### [Goal]
Rewrite the lines as a numbered list, starting at the line that contains "Annotate the beach" and ending at the last line, leaving out any blank lines.

──────── Given data

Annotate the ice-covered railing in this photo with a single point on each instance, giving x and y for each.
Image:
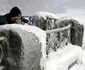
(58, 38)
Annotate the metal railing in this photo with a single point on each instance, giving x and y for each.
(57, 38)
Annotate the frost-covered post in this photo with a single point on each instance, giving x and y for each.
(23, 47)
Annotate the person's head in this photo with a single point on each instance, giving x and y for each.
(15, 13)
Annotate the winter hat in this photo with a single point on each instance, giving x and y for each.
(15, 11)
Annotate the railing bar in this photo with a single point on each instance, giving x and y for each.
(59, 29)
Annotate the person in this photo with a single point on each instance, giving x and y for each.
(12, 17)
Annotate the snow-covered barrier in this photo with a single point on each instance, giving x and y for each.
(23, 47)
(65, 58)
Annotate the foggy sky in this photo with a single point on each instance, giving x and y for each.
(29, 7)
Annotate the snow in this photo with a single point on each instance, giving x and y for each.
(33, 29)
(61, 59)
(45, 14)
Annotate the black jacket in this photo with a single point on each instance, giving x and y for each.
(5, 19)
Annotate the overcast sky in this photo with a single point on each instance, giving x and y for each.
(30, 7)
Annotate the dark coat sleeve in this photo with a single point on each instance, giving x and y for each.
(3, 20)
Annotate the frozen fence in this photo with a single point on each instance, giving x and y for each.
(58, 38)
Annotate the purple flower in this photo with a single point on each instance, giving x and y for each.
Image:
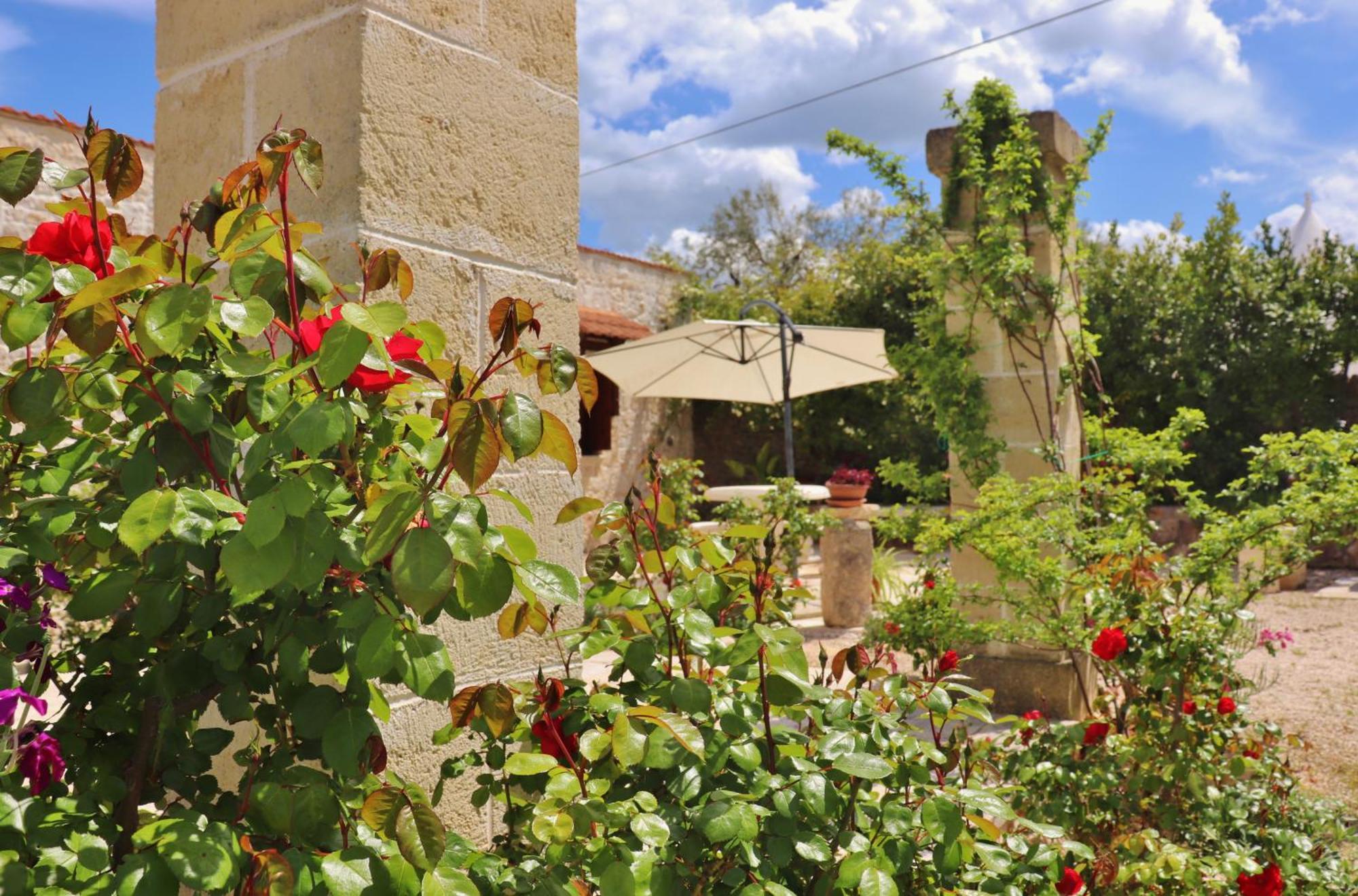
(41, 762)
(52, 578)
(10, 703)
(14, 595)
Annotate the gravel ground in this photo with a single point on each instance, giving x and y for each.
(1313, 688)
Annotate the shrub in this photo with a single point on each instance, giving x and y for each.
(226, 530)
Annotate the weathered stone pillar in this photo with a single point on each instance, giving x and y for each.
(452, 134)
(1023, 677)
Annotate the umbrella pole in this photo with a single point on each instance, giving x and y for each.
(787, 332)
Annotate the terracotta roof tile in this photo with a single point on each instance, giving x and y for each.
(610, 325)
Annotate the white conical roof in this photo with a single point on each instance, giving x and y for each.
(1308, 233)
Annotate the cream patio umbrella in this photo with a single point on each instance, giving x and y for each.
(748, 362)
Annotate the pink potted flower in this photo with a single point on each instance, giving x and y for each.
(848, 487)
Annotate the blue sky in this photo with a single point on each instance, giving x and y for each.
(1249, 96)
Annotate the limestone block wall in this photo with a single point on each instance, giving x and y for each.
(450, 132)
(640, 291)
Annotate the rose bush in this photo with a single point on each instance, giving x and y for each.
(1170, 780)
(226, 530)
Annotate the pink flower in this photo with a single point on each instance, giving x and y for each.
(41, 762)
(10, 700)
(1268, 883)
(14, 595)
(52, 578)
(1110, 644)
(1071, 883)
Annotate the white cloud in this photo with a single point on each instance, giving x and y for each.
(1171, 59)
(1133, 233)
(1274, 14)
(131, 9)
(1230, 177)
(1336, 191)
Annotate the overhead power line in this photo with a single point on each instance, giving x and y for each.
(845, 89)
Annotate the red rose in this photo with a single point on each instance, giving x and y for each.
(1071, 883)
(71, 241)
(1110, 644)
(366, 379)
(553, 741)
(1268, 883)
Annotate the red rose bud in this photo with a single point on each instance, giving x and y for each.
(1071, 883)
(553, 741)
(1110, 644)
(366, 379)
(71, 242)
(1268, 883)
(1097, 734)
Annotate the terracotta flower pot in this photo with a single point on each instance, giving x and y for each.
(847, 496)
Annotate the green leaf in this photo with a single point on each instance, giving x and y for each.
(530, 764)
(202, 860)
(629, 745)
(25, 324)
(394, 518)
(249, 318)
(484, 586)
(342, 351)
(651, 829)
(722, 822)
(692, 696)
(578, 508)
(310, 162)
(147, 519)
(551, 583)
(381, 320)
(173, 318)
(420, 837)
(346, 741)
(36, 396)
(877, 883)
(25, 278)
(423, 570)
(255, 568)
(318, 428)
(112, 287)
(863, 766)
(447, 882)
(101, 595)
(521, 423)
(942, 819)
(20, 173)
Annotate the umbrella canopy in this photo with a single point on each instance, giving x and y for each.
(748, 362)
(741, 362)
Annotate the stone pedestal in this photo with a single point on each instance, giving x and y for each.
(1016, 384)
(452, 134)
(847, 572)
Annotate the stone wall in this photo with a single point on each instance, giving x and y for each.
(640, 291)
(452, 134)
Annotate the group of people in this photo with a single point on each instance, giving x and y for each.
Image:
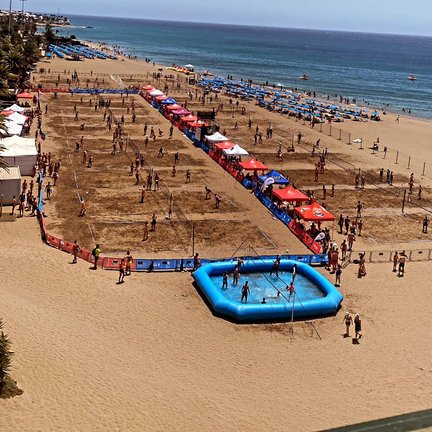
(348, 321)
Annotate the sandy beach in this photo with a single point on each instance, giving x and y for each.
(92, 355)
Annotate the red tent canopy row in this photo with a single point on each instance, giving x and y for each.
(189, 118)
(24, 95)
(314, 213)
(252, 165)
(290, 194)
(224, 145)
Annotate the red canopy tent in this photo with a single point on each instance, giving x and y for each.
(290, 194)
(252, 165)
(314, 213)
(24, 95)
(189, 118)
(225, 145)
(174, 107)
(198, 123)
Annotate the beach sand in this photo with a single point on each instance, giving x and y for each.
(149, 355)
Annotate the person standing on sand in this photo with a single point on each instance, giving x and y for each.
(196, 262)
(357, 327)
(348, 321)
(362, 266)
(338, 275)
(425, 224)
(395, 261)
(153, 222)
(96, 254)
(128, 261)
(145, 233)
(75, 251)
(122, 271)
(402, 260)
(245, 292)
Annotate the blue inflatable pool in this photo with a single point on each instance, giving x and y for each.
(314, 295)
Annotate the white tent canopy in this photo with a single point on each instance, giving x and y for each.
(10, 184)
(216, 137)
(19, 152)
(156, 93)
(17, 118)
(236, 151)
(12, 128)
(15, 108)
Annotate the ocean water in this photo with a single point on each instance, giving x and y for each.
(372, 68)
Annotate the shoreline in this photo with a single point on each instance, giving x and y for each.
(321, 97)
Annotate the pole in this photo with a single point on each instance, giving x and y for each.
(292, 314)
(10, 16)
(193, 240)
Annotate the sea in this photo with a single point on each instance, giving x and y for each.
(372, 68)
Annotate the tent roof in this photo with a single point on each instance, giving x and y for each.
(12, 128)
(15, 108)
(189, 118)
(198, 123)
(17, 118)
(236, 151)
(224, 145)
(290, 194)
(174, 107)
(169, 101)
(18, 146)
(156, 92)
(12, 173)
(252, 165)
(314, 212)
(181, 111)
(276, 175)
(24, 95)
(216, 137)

────────────────

### [In response]
1. Annotate the beach sand in this photo with a single point on each instance, giving x and y for each.
2. (149, 355)
3. Annotate the person standing on sand in this photo with a single point on each instance, giving x and y for each.
4. (196, 262)
5. (357, 327)
6. (348, 321)
7. (362, 266)
8. (338, 275)
9. (425, 224)
10. (395, 261)
11. (153, 222)
12. (96, 254)
13. (128, 261)
14. (145, 233)
15. (75, 251)
16. (122, 271)
17. (402, 260)
18. (245, 292)
19. Annotate the blue inflatable pool in this photo with a single point on each instance, giving x and y for each.
20. (314, 295)
21. Annotate the white tent canopy in this photo with a single point on each instance, giving x and y for each.
22. (10, 184)
23. (216, 137)
24. (19, 152)
25. (156, 93)
26. (17, 118)
27. (236, 151)
28. (12, 128)
29. (15, 108)
30. Annotate the ocean water in this photo with a single point on each instance, giving x and y for each.
31. (372, 68)
32. Annotate the shoreline in this photo with a single point on each instance, giving x and y for each.
33. (321, 97)
34. Annotate the pole in this photo with a single point on each instance, giving x and y for each.
35. (292, 314)
36. (10, 16)
37. (193, 240)
38. Annotate the sea in this photo with a single point on each instance, giving x and y for each.
39. (372, 68)
40. Annotate the tent roof in this photo with a single point on each instance, giving x and y for each.
41. (12, 128)
42. (15, 108)
43. (189, 118)
44. (198, 123)
45. (17, 118)
46. (236, 151)
47. (224, 145)
48. (290, 194)
49. (174, 107)
50. (169, 101)
51. (18, 146)
52. (156, 92)
53. (12, 173)
54. (252, 165)
55. (314, 212)
56. (181, 111)
57. (276, 175)
58. (24, 95)
59. (216, 137)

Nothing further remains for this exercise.